START Records for processing
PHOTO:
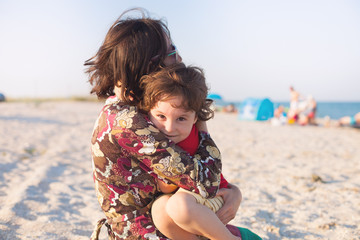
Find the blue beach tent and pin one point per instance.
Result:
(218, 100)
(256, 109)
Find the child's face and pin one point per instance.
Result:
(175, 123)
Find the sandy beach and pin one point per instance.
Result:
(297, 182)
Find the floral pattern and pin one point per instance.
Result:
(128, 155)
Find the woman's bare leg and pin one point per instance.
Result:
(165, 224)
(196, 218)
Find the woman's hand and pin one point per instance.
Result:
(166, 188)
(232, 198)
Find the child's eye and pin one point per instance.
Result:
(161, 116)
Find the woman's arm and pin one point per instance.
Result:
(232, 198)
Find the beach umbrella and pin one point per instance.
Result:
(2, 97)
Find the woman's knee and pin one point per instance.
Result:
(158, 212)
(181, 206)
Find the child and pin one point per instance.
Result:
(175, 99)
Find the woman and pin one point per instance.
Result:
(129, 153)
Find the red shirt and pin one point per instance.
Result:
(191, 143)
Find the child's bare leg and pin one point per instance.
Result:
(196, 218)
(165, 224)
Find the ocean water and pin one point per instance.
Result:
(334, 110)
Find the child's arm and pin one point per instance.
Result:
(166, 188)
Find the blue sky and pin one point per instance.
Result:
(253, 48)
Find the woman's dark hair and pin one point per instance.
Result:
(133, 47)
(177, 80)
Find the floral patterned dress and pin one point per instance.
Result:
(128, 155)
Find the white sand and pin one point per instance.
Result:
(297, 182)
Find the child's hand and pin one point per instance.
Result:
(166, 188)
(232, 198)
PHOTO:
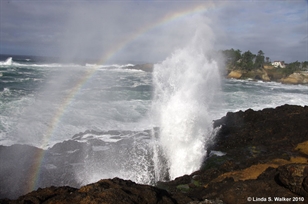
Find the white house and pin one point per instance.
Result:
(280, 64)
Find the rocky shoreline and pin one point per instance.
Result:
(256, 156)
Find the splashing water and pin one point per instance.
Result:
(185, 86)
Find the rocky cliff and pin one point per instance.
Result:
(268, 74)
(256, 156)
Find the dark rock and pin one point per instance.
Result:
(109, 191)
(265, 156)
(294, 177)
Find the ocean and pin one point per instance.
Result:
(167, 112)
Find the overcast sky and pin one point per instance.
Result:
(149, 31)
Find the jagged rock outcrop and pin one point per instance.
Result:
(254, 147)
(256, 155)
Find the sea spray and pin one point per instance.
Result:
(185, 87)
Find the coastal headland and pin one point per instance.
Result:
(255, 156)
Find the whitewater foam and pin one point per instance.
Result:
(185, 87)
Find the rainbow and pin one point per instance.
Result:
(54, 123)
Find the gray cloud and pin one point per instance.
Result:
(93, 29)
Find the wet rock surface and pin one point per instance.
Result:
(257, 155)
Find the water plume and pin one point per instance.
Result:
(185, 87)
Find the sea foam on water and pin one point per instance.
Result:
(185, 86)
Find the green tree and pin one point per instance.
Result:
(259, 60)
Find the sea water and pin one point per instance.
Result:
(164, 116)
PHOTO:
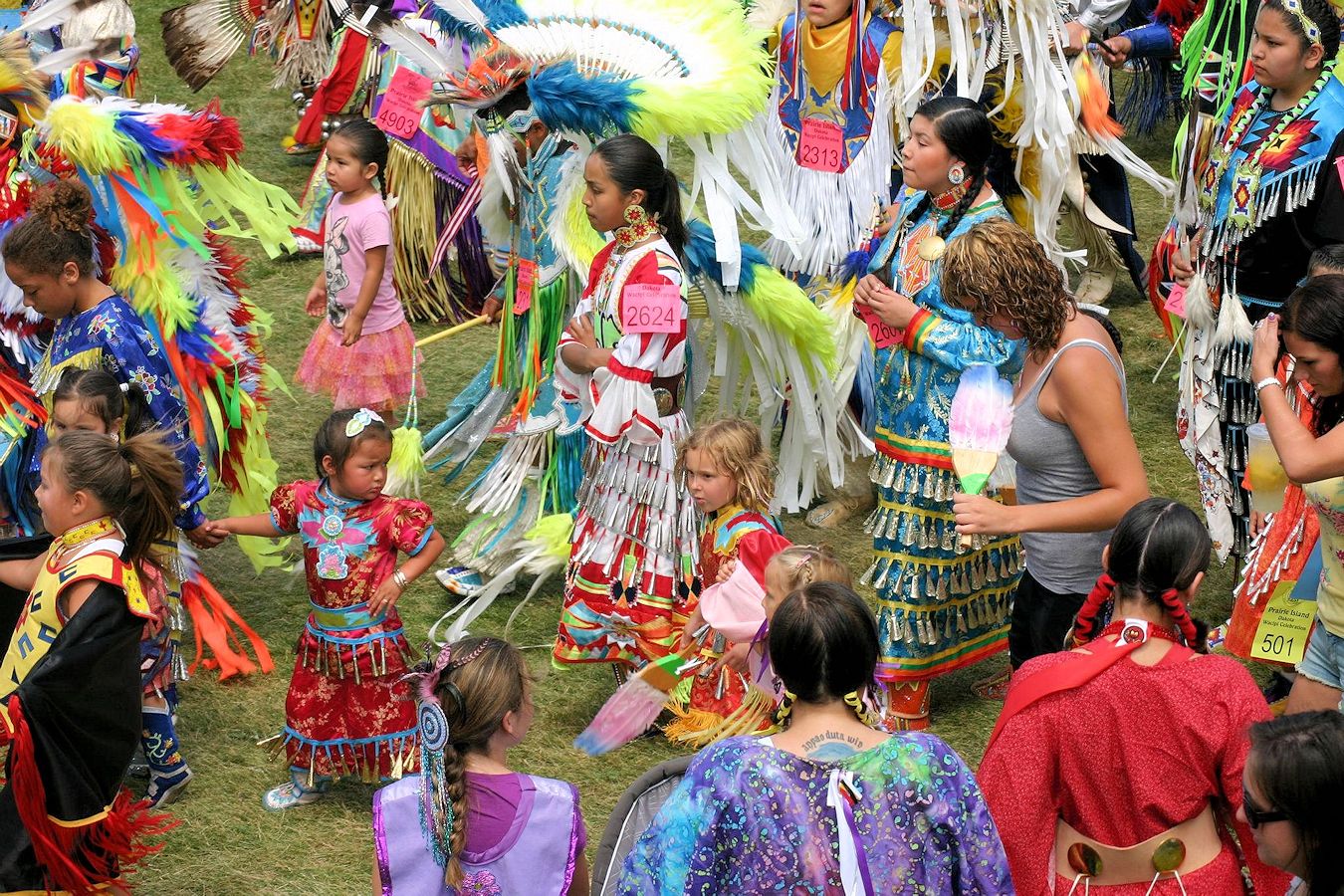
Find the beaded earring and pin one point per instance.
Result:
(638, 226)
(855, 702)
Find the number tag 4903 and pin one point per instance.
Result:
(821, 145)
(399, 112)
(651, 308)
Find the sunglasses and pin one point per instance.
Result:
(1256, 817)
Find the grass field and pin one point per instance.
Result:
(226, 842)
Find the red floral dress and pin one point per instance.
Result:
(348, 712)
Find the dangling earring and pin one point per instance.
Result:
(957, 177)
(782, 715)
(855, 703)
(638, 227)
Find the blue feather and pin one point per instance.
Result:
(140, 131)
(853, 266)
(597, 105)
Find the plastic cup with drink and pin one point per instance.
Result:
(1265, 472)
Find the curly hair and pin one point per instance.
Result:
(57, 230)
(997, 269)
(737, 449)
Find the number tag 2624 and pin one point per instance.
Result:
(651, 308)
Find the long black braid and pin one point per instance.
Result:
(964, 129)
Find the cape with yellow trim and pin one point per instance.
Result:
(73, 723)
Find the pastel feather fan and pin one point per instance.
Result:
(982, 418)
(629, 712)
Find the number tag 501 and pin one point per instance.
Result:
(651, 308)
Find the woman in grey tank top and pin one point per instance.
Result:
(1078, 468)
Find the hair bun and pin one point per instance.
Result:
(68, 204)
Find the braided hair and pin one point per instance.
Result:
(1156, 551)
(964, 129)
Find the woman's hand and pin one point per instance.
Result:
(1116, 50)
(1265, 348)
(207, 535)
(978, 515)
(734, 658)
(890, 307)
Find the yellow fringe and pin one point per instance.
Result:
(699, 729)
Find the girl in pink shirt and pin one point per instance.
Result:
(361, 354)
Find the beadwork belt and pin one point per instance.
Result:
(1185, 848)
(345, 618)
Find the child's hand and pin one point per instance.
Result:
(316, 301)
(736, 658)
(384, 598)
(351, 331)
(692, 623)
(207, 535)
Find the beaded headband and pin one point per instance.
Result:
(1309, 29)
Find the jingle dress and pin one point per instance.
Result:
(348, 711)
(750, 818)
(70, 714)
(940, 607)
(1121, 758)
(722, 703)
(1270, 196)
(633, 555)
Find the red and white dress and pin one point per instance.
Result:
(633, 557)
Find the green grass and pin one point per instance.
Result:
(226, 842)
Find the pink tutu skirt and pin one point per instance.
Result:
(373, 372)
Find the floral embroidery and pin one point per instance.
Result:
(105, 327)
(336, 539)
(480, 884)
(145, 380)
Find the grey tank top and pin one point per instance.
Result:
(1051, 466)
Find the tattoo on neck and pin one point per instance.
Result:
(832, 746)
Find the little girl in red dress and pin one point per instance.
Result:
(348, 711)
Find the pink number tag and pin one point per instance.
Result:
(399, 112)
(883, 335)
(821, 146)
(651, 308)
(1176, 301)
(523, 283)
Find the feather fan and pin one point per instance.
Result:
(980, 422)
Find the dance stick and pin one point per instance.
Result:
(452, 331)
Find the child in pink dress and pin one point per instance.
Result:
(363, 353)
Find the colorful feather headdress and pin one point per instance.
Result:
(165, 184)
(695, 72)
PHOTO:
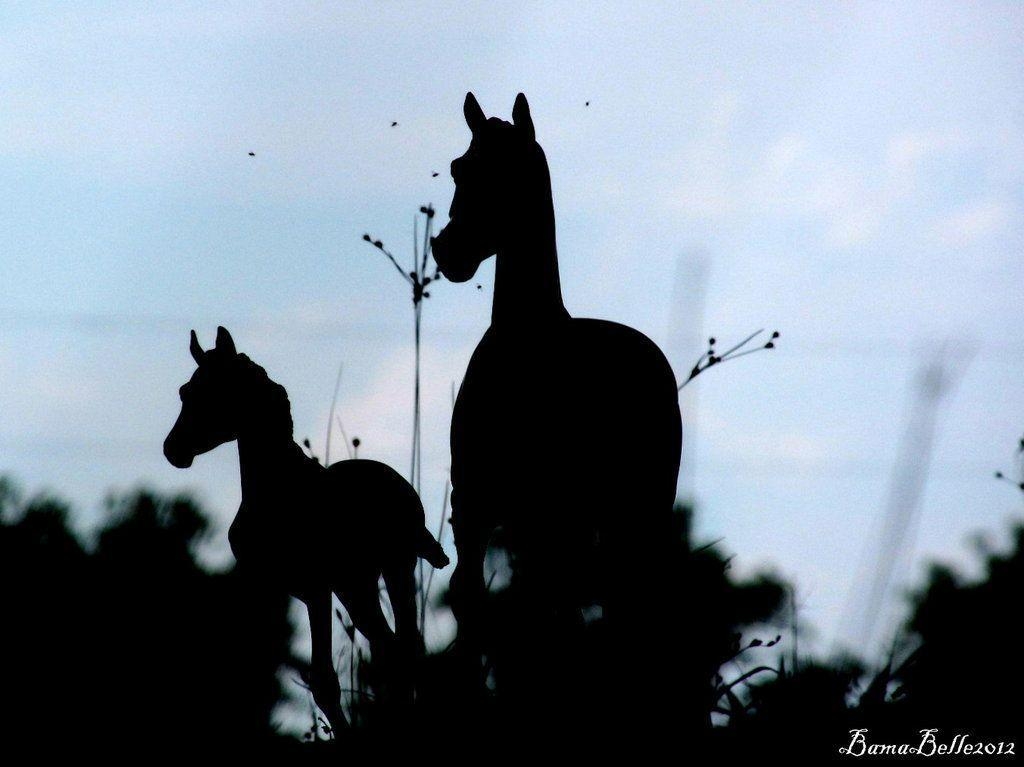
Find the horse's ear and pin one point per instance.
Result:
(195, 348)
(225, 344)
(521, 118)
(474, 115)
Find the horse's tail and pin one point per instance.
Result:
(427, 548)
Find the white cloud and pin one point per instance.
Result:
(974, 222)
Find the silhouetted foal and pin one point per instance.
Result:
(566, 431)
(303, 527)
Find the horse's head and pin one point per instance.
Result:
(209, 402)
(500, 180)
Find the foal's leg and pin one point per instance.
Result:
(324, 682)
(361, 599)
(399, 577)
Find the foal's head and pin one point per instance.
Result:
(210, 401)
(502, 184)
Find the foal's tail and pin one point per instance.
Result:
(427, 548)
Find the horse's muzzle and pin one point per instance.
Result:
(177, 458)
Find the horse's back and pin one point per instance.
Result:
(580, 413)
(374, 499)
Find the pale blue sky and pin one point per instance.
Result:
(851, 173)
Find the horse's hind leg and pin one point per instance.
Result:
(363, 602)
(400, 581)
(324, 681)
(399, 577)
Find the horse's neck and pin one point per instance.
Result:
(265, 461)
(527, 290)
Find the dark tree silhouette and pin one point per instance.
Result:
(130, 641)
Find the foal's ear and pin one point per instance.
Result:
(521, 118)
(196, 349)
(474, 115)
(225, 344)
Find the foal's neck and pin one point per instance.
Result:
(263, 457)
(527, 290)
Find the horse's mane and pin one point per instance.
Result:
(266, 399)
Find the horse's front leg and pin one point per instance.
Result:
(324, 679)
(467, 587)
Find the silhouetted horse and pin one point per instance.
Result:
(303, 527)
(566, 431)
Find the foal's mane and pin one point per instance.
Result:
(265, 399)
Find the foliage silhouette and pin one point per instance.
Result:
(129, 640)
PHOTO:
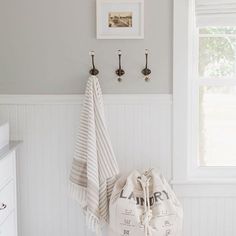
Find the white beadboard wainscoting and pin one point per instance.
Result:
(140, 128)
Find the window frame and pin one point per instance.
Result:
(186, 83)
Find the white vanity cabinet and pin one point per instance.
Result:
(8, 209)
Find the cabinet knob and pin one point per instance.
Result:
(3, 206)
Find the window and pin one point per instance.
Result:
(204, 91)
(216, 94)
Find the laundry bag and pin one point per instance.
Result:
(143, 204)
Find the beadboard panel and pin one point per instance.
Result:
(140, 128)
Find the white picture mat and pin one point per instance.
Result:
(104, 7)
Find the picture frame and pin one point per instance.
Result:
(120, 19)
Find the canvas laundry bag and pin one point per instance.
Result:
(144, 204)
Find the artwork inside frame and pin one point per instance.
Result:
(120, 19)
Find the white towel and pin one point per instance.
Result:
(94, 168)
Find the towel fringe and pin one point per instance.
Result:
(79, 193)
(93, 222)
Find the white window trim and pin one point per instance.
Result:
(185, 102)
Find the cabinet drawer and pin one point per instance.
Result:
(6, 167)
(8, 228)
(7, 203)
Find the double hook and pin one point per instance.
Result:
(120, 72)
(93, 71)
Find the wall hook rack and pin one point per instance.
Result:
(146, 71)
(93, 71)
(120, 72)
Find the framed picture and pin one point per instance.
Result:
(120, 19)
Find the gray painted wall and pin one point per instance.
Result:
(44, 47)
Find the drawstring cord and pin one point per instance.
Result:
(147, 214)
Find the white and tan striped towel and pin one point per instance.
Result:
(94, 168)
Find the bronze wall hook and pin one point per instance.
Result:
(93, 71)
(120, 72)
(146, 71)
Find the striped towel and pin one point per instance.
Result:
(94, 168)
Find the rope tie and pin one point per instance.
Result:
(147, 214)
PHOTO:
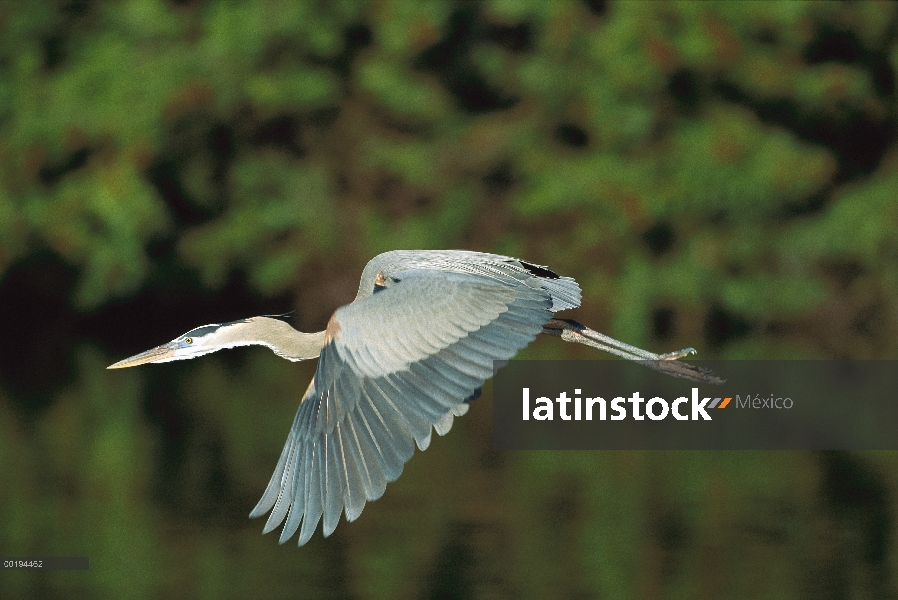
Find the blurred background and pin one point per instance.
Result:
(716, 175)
END Records for processing
For each line of the material that contains "beadboard", return a copy.

Answer area -
Find the white beadboard wainscoting and pin one point per instance.
Find the beadboard panel and pin one point per instance.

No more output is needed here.